> [WORK ORDER] Whenever a line in the data below includes the string "write", copy it out.

> [Saved entries]
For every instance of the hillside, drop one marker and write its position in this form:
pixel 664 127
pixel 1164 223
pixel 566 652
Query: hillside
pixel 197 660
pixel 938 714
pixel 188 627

==

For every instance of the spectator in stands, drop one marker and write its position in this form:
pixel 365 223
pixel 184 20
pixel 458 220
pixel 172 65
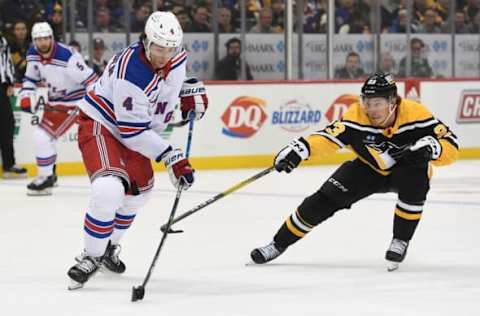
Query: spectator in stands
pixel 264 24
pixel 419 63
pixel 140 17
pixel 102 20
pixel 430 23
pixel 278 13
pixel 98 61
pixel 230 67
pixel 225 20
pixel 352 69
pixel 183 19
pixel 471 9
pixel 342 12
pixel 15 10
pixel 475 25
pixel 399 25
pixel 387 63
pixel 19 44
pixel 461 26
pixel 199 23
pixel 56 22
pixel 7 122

> [RESULT OF THIS TASK]
For every instance of the hillside, drop one marker and write its position in this form:
For every instance of the spectator in stands, drop one marker and write its position in this form:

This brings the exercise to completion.